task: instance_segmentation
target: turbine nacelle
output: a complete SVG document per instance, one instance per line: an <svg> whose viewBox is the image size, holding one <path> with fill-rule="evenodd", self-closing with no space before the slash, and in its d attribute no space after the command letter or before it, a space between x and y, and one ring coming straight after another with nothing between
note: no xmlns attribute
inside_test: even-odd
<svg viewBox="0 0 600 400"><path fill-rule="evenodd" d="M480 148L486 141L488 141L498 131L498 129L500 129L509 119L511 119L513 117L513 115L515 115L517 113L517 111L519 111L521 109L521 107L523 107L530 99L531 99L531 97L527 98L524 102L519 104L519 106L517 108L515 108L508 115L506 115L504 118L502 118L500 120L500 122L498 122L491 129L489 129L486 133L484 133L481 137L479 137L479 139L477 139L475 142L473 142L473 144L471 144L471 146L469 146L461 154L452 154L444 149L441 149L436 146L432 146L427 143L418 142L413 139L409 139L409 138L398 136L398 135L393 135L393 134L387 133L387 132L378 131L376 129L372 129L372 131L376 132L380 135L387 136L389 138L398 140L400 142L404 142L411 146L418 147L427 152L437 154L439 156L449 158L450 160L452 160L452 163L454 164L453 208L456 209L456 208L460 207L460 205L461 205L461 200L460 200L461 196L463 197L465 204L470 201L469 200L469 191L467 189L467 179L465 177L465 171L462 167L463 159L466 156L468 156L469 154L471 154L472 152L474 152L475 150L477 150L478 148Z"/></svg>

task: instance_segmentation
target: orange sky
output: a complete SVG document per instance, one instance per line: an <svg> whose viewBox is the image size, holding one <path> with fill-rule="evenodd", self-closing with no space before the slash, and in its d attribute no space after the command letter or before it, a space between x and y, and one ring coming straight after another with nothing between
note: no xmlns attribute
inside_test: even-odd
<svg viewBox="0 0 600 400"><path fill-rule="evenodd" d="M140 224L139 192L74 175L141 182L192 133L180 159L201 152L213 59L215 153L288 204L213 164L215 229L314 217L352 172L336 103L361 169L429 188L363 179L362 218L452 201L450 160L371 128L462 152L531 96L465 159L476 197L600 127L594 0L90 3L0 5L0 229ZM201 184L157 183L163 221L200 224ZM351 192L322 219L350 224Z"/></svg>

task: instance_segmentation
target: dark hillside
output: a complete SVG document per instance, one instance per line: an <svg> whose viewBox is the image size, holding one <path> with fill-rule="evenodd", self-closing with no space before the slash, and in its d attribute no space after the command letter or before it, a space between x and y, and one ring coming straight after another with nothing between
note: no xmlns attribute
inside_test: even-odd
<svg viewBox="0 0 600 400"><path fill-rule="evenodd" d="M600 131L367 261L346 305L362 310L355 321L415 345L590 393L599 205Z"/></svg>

> **WRITTEN PROBLEM**: Convert every line of the listing above into a numbered list, leaving out the blank lines.

> **RESPONSE BELOW**:
1. task: instance_segmentation
2. target: turbine nacelle
3. output: a complete SVG document per instance, one instance per line: an <svg> whose viewBox is the image size, holding one <path> with fill-rule="evenodd", self-closing with no space before the slash, and in its d attribute no space after the command letter or before it, a space between x and y, and one ring coming straight after another with nothing between
4. note: no xmlns attribute
5. inside_test: even-odd
6. <svg viewBox="0 0 600 400"><path fill-rule="evenodd" d="M480 148L486 141L488 141L498 131L498 129L500 129L509 119L511 119L513 117L513 115L515 115L517 113L517 111L519 111L521 109L521 107L523 107L530 99L531 99L531 97L527 98L524 102L519 104L519 106L517 108L515 108L508 115L506 115L504 118L502 118L500 120L500 122L498 122L491 129L489 129L486 133L484 133L481 137L479 137L479 139L477 139L475 142L473 142L473 144L471 144L471 146L469 146L461 154L452 154L444 149L441 149L436 146L432 146L427 143L418 142L413 139L409 139L409 138L398 136L398 135L393 135L393 134L387 133L387 132L378 131L376 129L372 129L372 131L376 132L380 135L387 136L389 138L398 140L400 142L404 142L411 146L418 147L427 152L437 154L439 156L449 158L450 160L452 160L452 163L454 164L453 208L456 209L456 208L460 207L460 205L461 205L461 200L460 200L461 196L463 197L465 204L470 201L469 200L469 191L467 189L467 179L465 177L465 171L462 167L463 159L466 156L468 156L469 154L471 154L472 152L474 152L475 150L477 150L478 148Z"/></svg>
7. task: instance_segmentation
8. target: orange sky
9. output: a complete SVG document per instance, one instance per line: an <svg> whose viewBox is the image size, holding one <path> with fill-rule="evenodd", self-closing with no space before the slash, and in its d attribute no space after the command letter or before it, a space between x and y, and one ring coming straight after another with nothing between
10. note: no xmlns attribute
11. inside_test: even-odd
12. <svg viewBox="0 0 600 400"><path fill-rule="evenodd" d="M140 224L139 192L74 175L141 182L192 133L180 159L201 152L213 59L215 153L288 204L213 164L215 229L314 217L352 172L336 103L361 169L429 188L363 179L362 218L452 201L450 160L371 128L462 152L531 96L465 159L476 197L600 127L594 0L90 3L0 5L0 229ZM201 184L157 183L163 221L200 224ZM351 192L322 219L350 224Z"/></svg>
13. task: instance_segmentation
14. target: dark hillside
15. output: a complete SVG document per instance, one instance per line: an <svg> whose viewBox is the image size, holding one <path> with fill-rule="evenodd", self-closing with no space before the slash, and in its d attribute no space after the command letter or before it, a space between x and y, and one ring coming straight after another with nothing between
16. note: no xmlns attribute
17. inside_test: even-odd
18. <svg viewBox="0 0 600 400"><path fill-rule="evenodd" d="M600 131L367 261L346 305L362 310L355 321L415 345L590 393L599 205Z"/></svg>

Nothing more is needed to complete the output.